| RECORD SET |
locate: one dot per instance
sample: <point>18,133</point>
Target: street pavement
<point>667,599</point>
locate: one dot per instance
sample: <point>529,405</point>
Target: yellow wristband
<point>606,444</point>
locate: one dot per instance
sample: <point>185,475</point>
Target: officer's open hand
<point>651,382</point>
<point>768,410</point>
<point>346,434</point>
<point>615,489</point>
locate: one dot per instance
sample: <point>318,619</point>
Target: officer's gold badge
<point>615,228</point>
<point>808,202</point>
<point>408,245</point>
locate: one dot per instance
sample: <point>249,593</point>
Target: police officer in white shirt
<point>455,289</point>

| INSTRUCTIONS TO FOLLOW |
How many lines in the listing above contain the string "sample"? Answer with the number only.

| WRITTEN REPLY |
5